Directions = According to the book review, who is Joseph Monrow's lookalike?

Document text =
☆ ☆ ☆ ☆ ☆
The protagonist, Joseph Monrow, is an all-too-human veteran of the war - one of its many victims, despite having never quite made it to the front. His attempt to write the great anti-war novel is plagued by doubts - is he up to the task? Are his motives pure? He is full of self-loathing, aware of his own weakness and failures; yet his honesty keeps us on his side.
Perhaps the finest scenes in the book are the descriptions of Flanders after the war - a vision of the Wasteland. The clear-up operation, which seems to be grinding on forever, is claiming its own victims - the poor Chinese and Indian labourers who've been drafted in, many being killed by left-over shells; the prostitutes who service the transient servicemen; the locals who've turned to making 'souvenirs' out of bullet and shell cases for the visiting tourists (sorry, mourners).
There is a theme of doubles throughout; Joseph is shadowed by his lookalike, Hubert Rail. Whilst Joseph's response to the war is an idealistic pacifism, Hubert's is a nihilistic cynicism and decadence. Likewise the two key women in the book shadow each other - Tilly Laine, who deals with her brother's death through a Christian belief in noble sacrifice; and Marda, the German widow who feels only sadness and loss, yet seems to have an almost pagan belief in fertility and renewal. Joseph is, of course, torn between the two women.
Late in the book is a marvelous scene where Joseph talks to a blinded ex-officer who is organ-grinding near the cenotaph. Joseph tells him how people take off their hats, even when passing the monument on buses. The blind man wants to know what the memorial says on it. 'The Glorious Dead,' says Joseph. 'It's just right for them,' says the blind man. 'The dead, you mean?' says Joseph. 'No,' says the veteran, 'the fools what take their hats off as they pass and don't reach into their damn pockets.'
The book's ending is visionary - a sort of epiphany. This is the only sort of ending it could have, really. Joseph has already discovered, through his attempts to write the Great Book, that there can be no neatly-closed stories where the war's concerned. Such narratives cannot capture the random destruction of the trenches.
It's impossible in this space to do justice the richness and subtlety of this book. Comparisons will inevitably be drawn with Sebastian Faulks' 'Birdsong' and Pat Barker's 'Regeneration Trilogy'. I think it is at least the match of, and possibly superior to, both.
☆ ☆ ☆ ☆ ☆
Data lines =
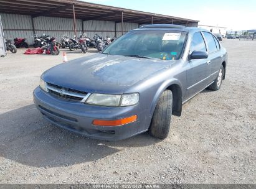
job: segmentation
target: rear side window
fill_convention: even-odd
[[[216,44],[217,50],[219,50],[220,48],[220,46],[219,43],[219,40],[217,40],[216,37],[214,37],[214,39],[215,43]]]
[[[212,52],[217,51],[216,44],[215,43],[214,39],[212,35],[210,33],[206,32],[202,32],[202,33],[204,34],[204,35],[206,39],[206,43],[209,48],[209,53],[211,53]]]
[[[191,44],[190,45],[190,53],[193,51],[206,51],[206,44],[202,38],[201,32],[196,32],[194,34],[192,38]]]

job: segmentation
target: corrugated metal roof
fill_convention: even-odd
[[[184,24],[198,22],[198,21],[158,14],[147,12],[90,3],[76,0],[0,0],[0,12],[52,16],[59,17],[73,17],[73,5],[75,17],[83,21],[98,20],[121,22],[123,12],[125,22],[136,22],[141,24]]]

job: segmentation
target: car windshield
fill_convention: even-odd
[[[102,53],[177,60],[181,56],[186,36],[186,32],[181,31],[131,31],[116,40]]]

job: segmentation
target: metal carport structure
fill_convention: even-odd
[[[77,19],[82,22],[82,30],[84,32],[83,22],[88,21],[104,21],[115,22],[115,34],[118,30],[123,34],[124,23],[137,23],[140,26],[145,24],[174,24],[188,27],[197,27],[198,21],[174,16],[154,14],[128,9],[89,3],[76,0],[0,0],[0,13],[29,16],[32,30],[36,34],[34,20],[39,17],[69,18],[73,19],[73,34],[77,35]],[[4,30],[15,29],[4,28]]]

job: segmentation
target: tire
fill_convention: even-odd
[[[81,45],[82,52],[83,53],[86,53],[86,48],[84,45]]]
[[[173,110],[173,93],[166,90],[161,95],[153,115],[149,134],[158,139],[168,136]]]
[[[214,80],[214,82],[208,86],[208,89],[212,91],[217,91],[220,88],[221,83],[222,83],[223,76],[224,75],[224,68],[223,65],[220,66],[219,70],[219,74],[217,78]]]
[[[73,48],[73,44],[69,44],[69,50],[70,51],[74,51],[75,49]]]
[[[11,44],[9,46],[9,48],[10,48],[10,51],[11,53],[16,53],[17,52],[17,48],[14,45]]]
[[[55,47],[56,50],[54,50],[54,47],[52,47],[50,48],[50,53],[52,54],[52,55],[59,55],[59,54],[60,53],[60,50],[59,49],[58,47]]]
[[[25,48],[29,48],[29,44],[27,42],[24,42],[24,46]]]

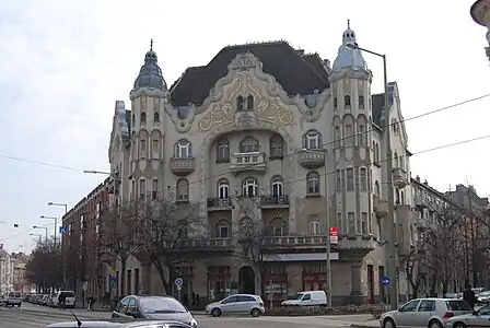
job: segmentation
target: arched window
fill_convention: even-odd
[[[226,179],[218,181],[218,198],[228,199],[230,197],[230,183]]]
[[[192,155],[192,147],[186,139],[180,139],[175,143],[174,156],[178,159],[186,159]]]
[[[284,141],[282,137],[275,133],[269,139],[270,159],[282,159],[284,156]]]
[[[322,234],[322,225],[318,221],[312,221],[308,223],[308,234],[312,236],[317,236]]]
[[[316,172],[310,172],[306,175],[306,194],[317,195],[319,194],[319,175]]]
[[[343,97],[343,104],[346,105],[346,109],[350,109],[350,95]]]
[[[280,197],[284,195],[284,181],[281,176],[273,176],[270,180],[270,190],[272,197]]]
[[[218,238],[228,238],[231,236],[231,224],[226,220],[220,220],[215,225],[215,236]]]
[[[217,142],[217,163],[230,162],[230,142],[228,139],[220,139]]]
[[[364,109],[364,96],[359,96],[359,109]]]
[[[322,133],[316,130],[310,130],[303,134],[304,149],[320,149],[322,143]]]
[[[377,198],[380,198],[381,194],[380,194],[380,183],[375,181],[374,183],[374,195],[377,196]]]
[[[256,197],[258,195],[258,183],[253,177],[247,177],[242,181],[242,196]]]
[[[240,142],[241,153],[256,153],[259,149],[258,140],[253,137],[247,136]]]
[[[185,178],[177,180],[177,200],[189,199],[189,181]]]
[[[272,221],[270,221],[269,224],[270,229],[270,235],[275,237],[281,237],[287,236],[289,233],[289,226],[288,223],[284,222],[281,218],[276,218]]]

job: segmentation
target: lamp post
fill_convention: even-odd
[[[56,231],[58,230],[58,218],[40,215],[40,219],[55,220],[55,249],[56,249]]]
[[[389,118],[389,106],[388,106],[388,75],[386,73],[386,55],[382,55],[375,51],[371,51],[361,48],[354,44],[347,44],[347,47],[351,49],[358,49],[377,57],[383,58],[383,80],[385,87],[385,133],[386,133],[386,179],[388,188],[388,213],[384,220],[385,232],[388,235],[389,241],[386,242],[386,274],[393,281],[388,286],[389,304],[392,309],[398,307],[398,292],[397,292],[397,272],[396,271],[396,248],[395,248],[395,199],[394,199],[394,188],[393,188],[393,162],[392,162],[392,137],[390,137],[390,118]]]
[[[46,226],[33,225],[33,229],[44,229],[46,231],[46,243],[48,242],[48,229]]]
[[[326,220],[325,220],[325,230],[327,234],[327,245],[326,245],[326,266],[325,266],[325,273],[327,276],[327,306],[331,308],[331,258],[330,258],[330,202],[328,198],[328,165],[327,165],[327,154],[325,152],[322,152],[320,150],[310,150],[310,149],[303,149],[304,152],[318,154],[322,156],[325,156],[325,165],[324,165],[324,179],[325,179],[325,211],[326,211]]]
[[[52,202],[48,201],[48,207],[63,207],[65,208],[65,215],[68,213],[68,204],[62,202]],[[63,215],[63,216],[65,216]],[[61,219],[61,225],[65,226],[65,223]],[[61,242],[61,289],[65,289],[65,235],[60,234],[60,242]]]

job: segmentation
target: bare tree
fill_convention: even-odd
[[[149,260],[158,270],[162,285],[172,293],[177,268],[206,251],[205,220],[198,206],[173,199],[154,199],[136,208],[138,257]]]
[[[125,293],[125,272],[130,256],[135,255],[139,243],[136,238],[137,214],[139,204],[137,202],[128,202],[109,210],[101,226],[103,250],[110,254],[115,260],[121,266],[120,291]]]

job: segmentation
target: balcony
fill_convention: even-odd
[[[226,198],[208,198],[208,211],[229,211],[232,209],[232,199]]]
[[[408,175],[401,167],[395,167],[392,169],[393,173],[393,184],[398,188],[405,188],[408,184]]]
[[[373,195],[373,211],[377,219],[383,218],[388,212],[388,200],[380,199],[376,195]]]
[[[235,174],[245,171],[265,172],[267,169],[266,154],[261,152],[234,153],[230,169]]]
[[[260,207],[267,208],[289,208],[289,197],[287,195],[260,196]]]
[[[178,176],[186,176],[196,168],[196,160],[194,157],[172,157],[171,169],[172,173]]]
[[[325,165],[324,150],[302,150],[299,153],[300,165],[307,169],[316,169]]]

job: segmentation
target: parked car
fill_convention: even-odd
[[[471,313],[472,308],[463,300],[417,298],[405,303],[396,311],[382,314],[380,326],[443,328],[450,318]]]
[[[190,312],[172,296],[126,296],[116,305],[112,318],[173,320],[198,327]]]
[[[206,313],[213,317],[228,314],[249,314],[259,317],[266,313],[264,301],[258,295],[235,294],[220,302],[214,302],[206,306]]]
[[[325,291],[300,292],[288,297],[281,303],[282,306],[326,306],[327,294]]]
[[[446,328],[490,327],[490,305],[470,314],[455,316],[447,320]]]

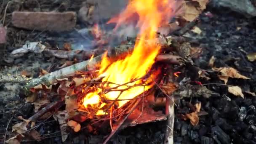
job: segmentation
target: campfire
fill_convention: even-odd
[[[68,127],[76,132],[83,129],[94,133],[107,128],[111,133],[104,144],[117,130],[139,124],[168,120],[168,128],[173,128],[174,102],[171,95],[178,88],[174,77],[178,77],[182,74],[176,70],[187,64],[194,67],[190,44],[180,36],[199,21],[195,17],[193,21],[188,20],[190,21],[185,27],[171,34],[160,32],[169,26],[173,18],[184,12],[181,6],[184,5],[181,1],[174,0],[131,0],[121,13],[104,24],[115,24],[111,35],[101,28],[99,24],[95,24],[91,32],[95,44],[107,47],[107,51],[102,48],[91,51],[71,51],[68,44],[64,48],[69,50],[60,51],[48,48],[47,44],[42,42],[31,43],[13,51],[12,54],[15,56],[24,51],[33,51],[61,59],[72,57],[75,60],[74,62],[87,60],[42,74],[26,83],[23,88],[24,93],[40,94],[43,96],[37,101],[45,103],[28,120],[22,118],[22,125],[33,127],[31,122],[35,123],[50,112],[60,124],[62,135],[66,134]],[[109,48],[112,45],[109,44],[115,40],[113,37],[120,38],[131,33],[130,29],[126,28],[131,27],[136,32],[136,37],[129,37],[134,40],[134,44],[122,42],[127,46]],[[178,68],[174,69],[174,65]],[[51,95],[58,95],[58,100],[50,103],[46,98]],[[156,95],[160,96],[158,100]],[[153,110],[152,105],[157,101],[165,107],[165,113]],[[47,106],[42,109],[43,105]],[[197,107],[196,112],[199,112],[200,107]],[[49,112],[53,109],[58,111]],[[171,131],[166,129],[165,138],[170,142],[173,136]],[[62,137],[63,141],[65,139]]]
[[[97,74],[97,78],[102,77],[101,83],[83,86],[79,97],[88,112],[92,113],[89,109],[93,109],[96,115],[113,113],[155,85],[160,72],[159,69],[152,68],[161,46],[145,41],[157,38],[157,28],[171,18],[174,6],[168,0],[134,0],[120,15],[108,22],[116,23],[115,29],[118,30],[120,25],[134,22],[136,20],[133,19],[137,14],[136,27],[140,29],[139,35],[131,53],[122,54],[123,56],[114,61],[105,53]]]

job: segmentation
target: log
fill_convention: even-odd
[[[30,30],[61,32],[71,30],[77,21],[73,12],[34,12],[15,11],[12,22],[17,27]]]

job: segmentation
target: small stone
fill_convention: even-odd
[[[246,117],[246,108],[244,107],[242,107],[240,109],[240,112],[238,114],[239,120],[241,121],[243,121]]]

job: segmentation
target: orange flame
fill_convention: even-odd
[[[134,15],[139,16],[136,27],[140,28],[140,35],[139,40],[136,41],[132,53],[128,55],[124,59],[111,62],[107,57],[107,53],[103,57],[101,67],[99,70],[99,77],[105,77],[102,81],[112,82],[108,84],[108,87],[115,87],[116,84],[126,83],[133,80],[139,78],[147,74],[147,70],[149,69],[155,62],[155,58],[158,53],[160,46],[155,44],[146,44],[145,40],[152,40],[157,37],[156,31],[160,24],[168,23],[168,20],[173,16],[172,8],[173,7],[175,0],[133,0],[128,4],[124,11],[118,16],[111,19],[108,23],[117,23],[116,28],[121,24],[128,24],[133,20]],[[157,74],[151,76],[155,77]],[[128,86],[132,86],[143,83],[145,87],[136,86],[123,91],[111,91],[105,93],[104,96],[107,99],[132,99],[148,90],[154,85],[152,78],[146,81],[141,79],[130,83]],[[149,83],[153,83],[149,84]],[[117,88],[118,90],[127,88],[127,85],[122,85]],[[99,93],[102,90],[98,88],[94,92],[90,93],[83,98],[83,105],[87,107],[90,104],[98,109],[96,115],[104,115],[104,112],[100,108],[102,104],[106,104],[101,101]],[[117,101],[118,107],[120,107],[129,100]]]

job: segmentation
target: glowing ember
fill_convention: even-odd
[[[128,24],[133,22],[134,15],[139,16],[136,27],[140,28],[139,40],[135,43],[132,54],[128,55],[124,59],[111,62],[105,54],[102,58],[99,77],[104,76],[102,81],[111,82],[108,84],[109,88],[117,86],[115,84],[122,85],[131,82],[136,78],[144,76],[147,71],[154,63],[154,59],[160,48],[160,45],[156,44],[146,44],[145,40],[152,40],[157,37],[156,32],[160,26],[168,23],[171,18],[174,0],[133,0],[131,1],[126,8],[118,16],[111,19],[108,23],[117,23],[118,28],[122,24]],[[97,27],[96,26],[96,27]],[[107,53],[106,53],[107,54]],[[157,74],[152,75],[151,77],[155,77]],[[125,89],[135,85],[143,84],[144,86],[134,86],[123,91],[110,91],[99,96],[102,90],[98,88],[94,92],[88,93],[83,99],[83,104],[87,107],[90,104],[93,108],[98,109],[96,115],[104,115],[102,109],[103,106],[111,103],[112,101],[102,101],[103,97],[105,99],[130,99],[148,90],[154,83],[152,78],[143,80],[139,79],[128,84],[122,85],[117,88],[118,90]],[[107,86],[106,84],[104,85]],[[118,101],[118,107],[120,107],[128,101],[128,100]],[[106,104],[107,103],[108,104]]]

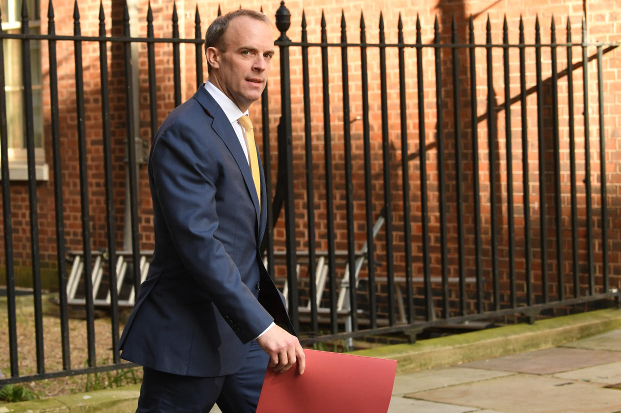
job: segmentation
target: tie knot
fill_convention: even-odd
[[[252,129],[252,122],[250,122],[250,117],[248,115],[244,115],[243,116],[240,117],[237,121],[244,129]]]

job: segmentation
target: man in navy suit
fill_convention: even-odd
[[[243,116],[265,87],[274,48],[263,14],[216,19],[205,39],[209,81],[153,140],[155,249],[120,344],[123,358],[143,366],[138,412],[209,412],[215,402],[253,412],[268,365],[297,362],[304,373],[259,252],[269,194]]]

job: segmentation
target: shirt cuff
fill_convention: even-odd
[[[276,324],[274,324],[273,321],[272,321],[271,324],[270,324],[269,326],[268,326],[268,327],[266,329],[265,329],[265,330],[263,330],[263,332],[262,333],[261,333],[260,334],[259,334],[258,335],[257,335],[255,339],[255,340],[256,340],[256,339],[258,339],[260,337],[261,337],[261,335],[263,335],[263,334],[265,334],[265,333],[266,333],[268,332],[268,330],[269,330],[271,327],[274,327],[274,326],[276,326]]]

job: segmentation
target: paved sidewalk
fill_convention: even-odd
[[[353,353],[397,360],[389,413],[621,413],[619,309]],[[0,413],[132,413],[139,391],[136,384],[0,404]]]
[[[397,375],[388,411],[621,412],[621,329],[551,349]]]

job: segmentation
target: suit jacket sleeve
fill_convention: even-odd
[[[227,174],[238,174],[239,171],[231,170],[223,162],[222,156],[232,158],[230,153],[223,153],[218,136],[207,122],[183,125],[173,123],[165,128],[163,125],[163,128],[154,141],[150,159],[154,201],[156,198],[162,210],[184,267],[242,342],[247,342],[265,331],[273,319],[243,282],[227,252],[232,243],[239,242],[235,231],[240,229],[218,231],[219,226],[224,224],[219,220],[216,203],[220,202],[219,197],[225,187],[217,185],[234,177]],[[251,202],[249,197],[243,200]],[[235,224],[229,220],[227,224]],[[242,239],[247,240],[249,236],[244,235]],[[252,239],[254,245],[248,254],[252,256],[243,259],[260,261],[253,232]]]

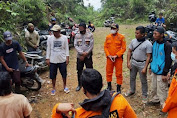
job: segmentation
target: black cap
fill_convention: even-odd
[[[81,23],[79,24],[79,26],[82,26],[82,27],[84,27],[84,28],[86,29],[86,24],[85,24],[84,22],[81,22]]]
[[[155,31],[159,32],[160,34],[164,34],[165,33],[165,29],[162,26],[157,26]]]

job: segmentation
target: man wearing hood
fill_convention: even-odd
[[[52,111],[52,118],[137,118],[127,100],[117,93],[101,91],[103,86],[101,74],[94,69],[85,69],[81,75],[83,92],[88,97],[81,108],[74,109],[72,103],[58,103]],[[113,96],[113,97],[112,97]],[[108,110],[107,110],[108,109]]]
[[[108,83],[108,90],[112,89],[111,81],[114,67],[116,69],[117,78],[117,92],[121,92],[121,85],[123,81],[122,76],[122,63],[123,54],[126,51],[126,41],[125,37],[118,33],[119,25],[112,24],[111,34],[106,36],[106,41],[104,43],[104,51],[106,53],[107,63],[106,63],[106,80]]]

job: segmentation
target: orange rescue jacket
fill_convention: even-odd
[[[106,53],[106,57],[109,55],[117,55],[118,57],[121,57],[126,51],[125,37],[119,33],[115,36],[113,34],[109,34],[104,43],[104,51]]]
[[[168,112],[168,118],[177,117],[177,70],[170,84],[168,97],[165,101],[163,112]]]
[[[61,113],[56,113],[56,109],[58,105],[59,104],[56,104],[52,110],[52,118],[63,118]],[[77,108],[75,118],[89,118],[101,114],[102,114],[101,111],[94,112],[94,111],[86,111],[83,108]],[[121,94],[117,95],[114,98],[111,104],[109,116],[110,118],[117,118],[117,114],[119,118],[137,118],[134,110]]]

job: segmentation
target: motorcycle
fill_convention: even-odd
[[[165,37],[167,37],[171,42],[177,41],[177,28],[173,28],[174,24],[170,23],[170,29],[165,32]]]
[[[2,64],[0,63],[2,71]],[[25,67],[24,62],[19,60],[19,70],[21,76],[21,86],[29,90],[38,91],[41,88],[41,78],[37,74],[37,69],[34,66]]]
[[[45,56],[40,56],[42,55],[41,53],[41,50],[24,53],[28,63],[35,66],[37,70],[44,70],[48,67],[45,62],[46,58]]]

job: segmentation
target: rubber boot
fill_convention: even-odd
[[[111,85],[111,82],[108,82],[108,87],[107,87],[107,89],[108,89],[109,91],[111,91],[111,90],[112,90],[112,85]]]
[[[77,88],[76,88],[76,91],[80,91],[81,88],[82,88],[82,86],[81,86],[81,81],[80,81],[80,79],[78,79],[78,86],[77,86]]]
[[[117,84],[117,92],[121,93],[121,85]]]

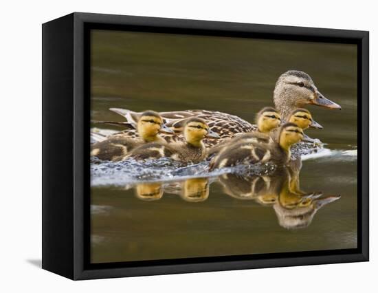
☆ ☆ ☆ ☆ ☆
Complete answer = Hubert Rail